_Do this_
Copy out every record below with complete accuracy.

_Stored data_
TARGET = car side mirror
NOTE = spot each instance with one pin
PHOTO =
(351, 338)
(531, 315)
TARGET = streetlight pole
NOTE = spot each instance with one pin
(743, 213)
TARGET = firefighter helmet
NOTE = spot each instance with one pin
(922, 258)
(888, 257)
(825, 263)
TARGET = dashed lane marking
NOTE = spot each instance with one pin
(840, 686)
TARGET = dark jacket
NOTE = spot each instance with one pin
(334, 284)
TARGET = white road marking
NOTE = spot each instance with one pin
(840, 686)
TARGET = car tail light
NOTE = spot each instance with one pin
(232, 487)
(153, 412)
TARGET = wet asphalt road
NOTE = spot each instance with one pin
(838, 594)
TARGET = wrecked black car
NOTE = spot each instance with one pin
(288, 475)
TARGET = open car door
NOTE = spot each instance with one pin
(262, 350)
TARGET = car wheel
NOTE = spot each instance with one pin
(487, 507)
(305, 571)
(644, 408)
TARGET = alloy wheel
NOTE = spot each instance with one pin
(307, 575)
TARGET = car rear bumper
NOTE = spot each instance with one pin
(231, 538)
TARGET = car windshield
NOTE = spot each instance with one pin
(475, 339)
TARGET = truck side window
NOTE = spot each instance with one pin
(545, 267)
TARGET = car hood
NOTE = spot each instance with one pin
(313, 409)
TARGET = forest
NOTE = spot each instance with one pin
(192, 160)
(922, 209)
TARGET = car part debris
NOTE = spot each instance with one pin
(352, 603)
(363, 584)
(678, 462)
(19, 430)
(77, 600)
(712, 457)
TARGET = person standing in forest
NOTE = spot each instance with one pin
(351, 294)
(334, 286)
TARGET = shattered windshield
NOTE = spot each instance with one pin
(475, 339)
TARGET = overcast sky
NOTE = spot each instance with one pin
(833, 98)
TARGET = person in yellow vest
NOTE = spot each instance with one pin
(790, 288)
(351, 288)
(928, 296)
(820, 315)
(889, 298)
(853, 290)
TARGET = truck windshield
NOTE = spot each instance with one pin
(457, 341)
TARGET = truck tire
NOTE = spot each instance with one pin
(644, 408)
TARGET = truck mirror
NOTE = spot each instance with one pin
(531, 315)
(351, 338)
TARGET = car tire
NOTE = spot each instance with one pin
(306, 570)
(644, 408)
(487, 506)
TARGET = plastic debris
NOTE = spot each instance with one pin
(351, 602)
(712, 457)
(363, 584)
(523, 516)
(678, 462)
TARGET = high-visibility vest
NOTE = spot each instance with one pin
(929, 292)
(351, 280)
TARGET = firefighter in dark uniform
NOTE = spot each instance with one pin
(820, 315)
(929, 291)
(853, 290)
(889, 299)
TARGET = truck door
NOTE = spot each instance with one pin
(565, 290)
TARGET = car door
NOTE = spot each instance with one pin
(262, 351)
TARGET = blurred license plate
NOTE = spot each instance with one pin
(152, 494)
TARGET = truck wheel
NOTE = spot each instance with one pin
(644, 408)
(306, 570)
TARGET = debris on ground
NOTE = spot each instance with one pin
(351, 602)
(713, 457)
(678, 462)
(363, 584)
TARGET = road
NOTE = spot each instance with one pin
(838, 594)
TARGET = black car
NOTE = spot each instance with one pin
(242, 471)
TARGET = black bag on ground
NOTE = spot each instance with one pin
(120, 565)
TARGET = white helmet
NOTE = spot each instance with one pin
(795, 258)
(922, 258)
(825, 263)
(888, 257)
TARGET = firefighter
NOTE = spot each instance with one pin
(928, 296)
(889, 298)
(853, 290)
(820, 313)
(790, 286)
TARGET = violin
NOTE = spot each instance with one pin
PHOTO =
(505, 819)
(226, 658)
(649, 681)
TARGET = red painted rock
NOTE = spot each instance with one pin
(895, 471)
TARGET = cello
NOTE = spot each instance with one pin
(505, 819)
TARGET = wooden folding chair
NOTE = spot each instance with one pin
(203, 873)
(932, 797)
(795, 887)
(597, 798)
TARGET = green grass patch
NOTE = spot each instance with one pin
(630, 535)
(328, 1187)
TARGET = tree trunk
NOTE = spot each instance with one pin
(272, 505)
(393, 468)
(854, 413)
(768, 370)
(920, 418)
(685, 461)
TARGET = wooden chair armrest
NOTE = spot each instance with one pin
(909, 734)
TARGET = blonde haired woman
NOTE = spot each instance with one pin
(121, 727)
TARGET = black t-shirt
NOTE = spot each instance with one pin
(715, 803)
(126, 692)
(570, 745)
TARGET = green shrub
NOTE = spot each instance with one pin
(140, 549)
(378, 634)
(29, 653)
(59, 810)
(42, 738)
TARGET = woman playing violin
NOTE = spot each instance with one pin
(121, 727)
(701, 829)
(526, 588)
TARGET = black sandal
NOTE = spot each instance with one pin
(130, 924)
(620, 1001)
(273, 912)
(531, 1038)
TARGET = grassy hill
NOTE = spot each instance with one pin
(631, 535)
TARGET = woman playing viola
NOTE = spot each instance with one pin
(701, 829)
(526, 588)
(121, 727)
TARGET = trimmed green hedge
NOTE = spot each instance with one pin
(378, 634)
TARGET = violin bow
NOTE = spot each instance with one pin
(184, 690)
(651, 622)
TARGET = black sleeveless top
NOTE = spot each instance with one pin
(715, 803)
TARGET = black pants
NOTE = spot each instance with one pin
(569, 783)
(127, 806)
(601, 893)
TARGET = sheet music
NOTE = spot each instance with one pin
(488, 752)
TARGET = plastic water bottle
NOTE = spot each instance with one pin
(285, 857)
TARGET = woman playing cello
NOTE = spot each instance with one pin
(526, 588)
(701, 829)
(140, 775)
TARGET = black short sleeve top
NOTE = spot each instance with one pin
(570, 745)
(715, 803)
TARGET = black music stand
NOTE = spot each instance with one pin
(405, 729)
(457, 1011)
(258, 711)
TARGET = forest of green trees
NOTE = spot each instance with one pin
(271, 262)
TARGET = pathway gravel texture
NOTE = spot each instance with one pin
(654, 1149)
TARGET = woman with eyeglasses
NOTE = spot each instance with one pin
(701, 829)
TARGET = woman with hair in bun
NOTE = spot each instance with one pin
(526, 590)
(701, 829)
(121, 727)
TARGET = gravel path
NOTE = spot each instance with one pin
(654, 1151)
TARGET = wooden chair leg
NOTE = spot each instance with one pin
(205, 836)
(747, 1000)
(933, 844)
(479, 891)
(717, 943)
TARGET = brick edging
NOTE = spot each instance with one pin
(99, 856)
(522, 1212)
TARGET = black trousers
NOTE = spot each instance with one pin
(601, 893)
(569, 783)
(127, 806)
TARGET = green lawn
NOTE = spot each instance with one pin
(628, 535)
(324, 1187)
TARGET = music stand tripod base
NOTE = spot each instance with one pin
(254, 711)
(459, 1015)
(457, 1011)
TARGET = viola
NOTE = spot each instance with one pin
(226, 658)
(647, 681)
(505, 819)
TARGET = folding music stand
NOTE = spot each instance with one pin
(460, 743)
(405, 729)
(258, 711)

_Solution for this problem_
TARGET = car side mirror
NOTE = spot each instance with one pin
PHOTO =
(351, 338)
(531, 315)
TARGET = streetlight pole
NOTE = spot each instance with one pin
(743, 213)
TARGET = firefighter helmet
NOTE = spot each instance with one pin
(922, 258)
(888, 257)
(825, 263)
TARGET = dashed lane marking
NOTE = spot each instance with one pin
(840, 686)
TARGET = dark jacket
NOTE = spot each instance with one pin
(334, 284)
TARGET = white road marking
NOTE = spot each instance with one pin
(840, 686)
TARGET = car tail light
NOTE = spot each instance with one pin
(232, 487)
(153, 412)
TARGET = wet asphalt road
NOTE = spot each instance with one pin
(838, 594)
TARGET = wrecked black car
NOTE = spot each instance with one pin
(288, 475)
TARGET = open car door
NOTE = spot each instance with one pin
(262, 350)
TARGET = car wheel
NOTE = spot each instance with one pin
(487, 507)
(305, 571)
(644, 408)
TARGET = alloy wheel
NOTE = spot each instance with one pin
(307, 575)
TARGET = car rear bumper
NOTE = spot each instance with one pin
(231, 538)
TARGET = car windshield
NOTE = spot each instance with one pin
(475, 339)
TARGET = truck side window
NOTE = spot each instance with one pin
(545, 267)
TARGET = car hood
NOTE = spot each instance with one pin
(313, 409)
TARGET = forest
NOTE = spot each instance with one pin
(192, 160)
(922, 209)
TARGET = car part debris
NOTE = spot each instance with one pin
(352, 603)
(363, 584)
(678, 462)
(19, 430)
(77, 600)
(712, 457)
TARGET = person standing in forest
NOTE = spot each instance with one pin
(351, 294)
(334, 286)
TARGET = shattered windshield
NOTE = spot each instance with one pin
(475, 339)
TARGET = overcast sky
NOTE = spot each instance with one pin
(833, 98)
TARGET = person in yellow vest
NOTE = spot each instance with one pin
(790, 288)
(351, 288)
(928, 296)
(820, 315)
(889, 298)
(853, 290)
TARGET = truck windshield
NOTE = spot each instance with one pin
(457, 341)
TARGET = truck tire
NOTE = spot each instance with one pin
(644, 408)
TARGET = truck mirror
NOTE = spot each instance with one pin
(531, 315)
(351, 338)
TARGET = car tire
NOTE = spot each instance with one pin
(306, 570)
(644, 408)
(487, 506)
TARGET = plastic debris
NOTE = spot each instance with one pin
(351, 602)
(712, 457)
(363, 584)
(523, 516)
(678, 462)
TARGET = high-visibility vest
NOTE = spot each instance with one pin
(929, 292)
(351, 280)
TARGET = firefighter in dark uniform
NOTE = spot each instance with one pin
(820, 315)
(929, 291)
(853, 290)
(889, 299)
TARGET = truck door
NOTE = spot each instance with one pin
(565, 290)
TARGET = car door
NOTE = spot each instance with one pin
(262, 351)
TARGET = blurred license plate
NOTE = spot each instance with one pin
(152, 494)
TARGET = truck wheel
NOTE = spot each instance with one pin
(644, 408)
(306, 570)
TARGET = debris on ground
NOTE = spot each instance with one pin
(351, 602)
(713, 457)
(678, 462)
(363, 584)
TARGET = road
NOTE = spot each instance with one pin
(838, 594)
TARGET = black car
NOTE = spot each instance with one pin
(242, 471)
TARGET = black bag on ground
NOTE = spot each instance with one pin
(120, 565)
TARGET = white helmet
NOTE = spot each instance with one pin
(795, 258)
(922, 258)
(825, 263)
(888, 257)
TARGET = firefighter
NOTE = spot each instance with one pin
(928, 296)
(889, 298)
(853, 290)
(820, 313)
(790, 286)
TARGET = violin
NOTE = spot each instance with one pin
PHOTO =
(505, 819)
(226, 658)
(649, 681)
TARGET = red painted rock
NOTE = spot each instance with one pin
(895, 471)
TARGET = cello
NOTE = spot each instance with one pin
(505, 819)
TARGET = wooden folding chair
NOTE = spot each instance with one pin
(203, 873)
(932, 797)
(795, 887)
(597, 798)
TARGET = green grass patch
NOTE = spot each instance with one pin
(630, 535)
(328, 1187)
TARGET = tree trunk
NOTE = spot each instance with one pin
(272, 505)
(393, 468)
(854, 413)
(768, 370)
(920, 418)
(685, 461)
TARGET = wooden chair armrest
NOTE = spot each instance with one pin
(909, 734)
TARGET = blonde haired woman
NOTE = spot each instance with one pin
(121, 727)
TARGET = black t-shirt
NOTE = spot each instance with one pin
(715, 803)
(126, 692)
(570, 745)
TARGET = green shrub
NOTE = spot each instance with one pin
(140, 549)
(378, 634)
(29, 653)
(59, 810)
(42, 738)
TARGET = woman playing violin
NOTE = spot each instance with one pin
(121, 727)
(701, 829)
(526, 588)
TARGET = black sandal
NOTE = spot each instance with one pin
(130, 924)
(620, 1001)
(273, 912)
(531, 1038)
TARGET = grassy hill
NOTE = spot each instance with one pin
(631, 535)
TARGET = woman playing viola
NOTE = spot each instance with one pin
(701, 829)
(526, 588)
(121, 727)
TARGET = trimmed green hedge
NOTE = spot each instance with one pin
(378, 634)
TARGET = violin bow
NOTE = spot each instance with one pin
(184, 690)
(651, 622)
TARGET = black sleeveless top
NOTE = spot each instance with one pin
(715, 803)
TARGET = black pants
NOTE = spot each instance with one pin
(569, 783)
(127, 806)
(601, 893)
TARGET = sheet music
NOTE = spot each instance with one pin
(488, 752)
TARGET = plastic water bottle
NOTE = spot each instance with one pin
(285, 857)
TARGET = woman playing cello
NOTE = spot each instance with one pin
(526, 588)
(701, 829)
(140, 775)
TARGET = black short sleeve top
NOTE = spot each instance with one pin
(570, 745)
(715, 803)
TARGET = black music stand
NOTE = spot each instance with one pin
(405, 729)
(457, 1011)
(258, 711)
TARGET = forest of green trees
NOTE = spot each instance with one pin
(271, 262)
TARGET = pathway gravel texture
NOTE = spot each instance with one pin
(654, 1149)
TARGET = woman with eyeglasses
NOTE = spot each instance with one pin
(701, 829)
TARGET = woman with hair in bun
NOTE = spot each instance with one pin
(526, 590)
(701, 829)
(121, 727)
TARGET = gravel path
NOTE = spot each instance with one pin
(654, 1151)
TARGET = wooden chair leg
NOTE = spot each instance with one pin
(205, 836)
(747, 1000)
(933, 844)
(479, 891)
(717, 943)
TARGET = brick edging
NOTE = spot each instance with one pin
(99, 856)
(522, 1212)
TARGET = black trousers
NOTE = spot each instance with one pin
(601, 893)
(569, 783)
(127, 806)
TARGET = green lawn
NOTE = spot each instance with one pin
(628, 535)
(324, 1187)
TARGET = music stand tripod base
NOTE = spot each instance with one pin
(254, 711)
(459, 1015)
(457, 1011)
TARGET = viola
NOTE = spot each instance with one pin
(226, 658)
(647, 681)
(505, 819)
TARGET = folding music stand
NOTE = spot each instance with one pin
(460, 743)
(405, 729)
(258, 711)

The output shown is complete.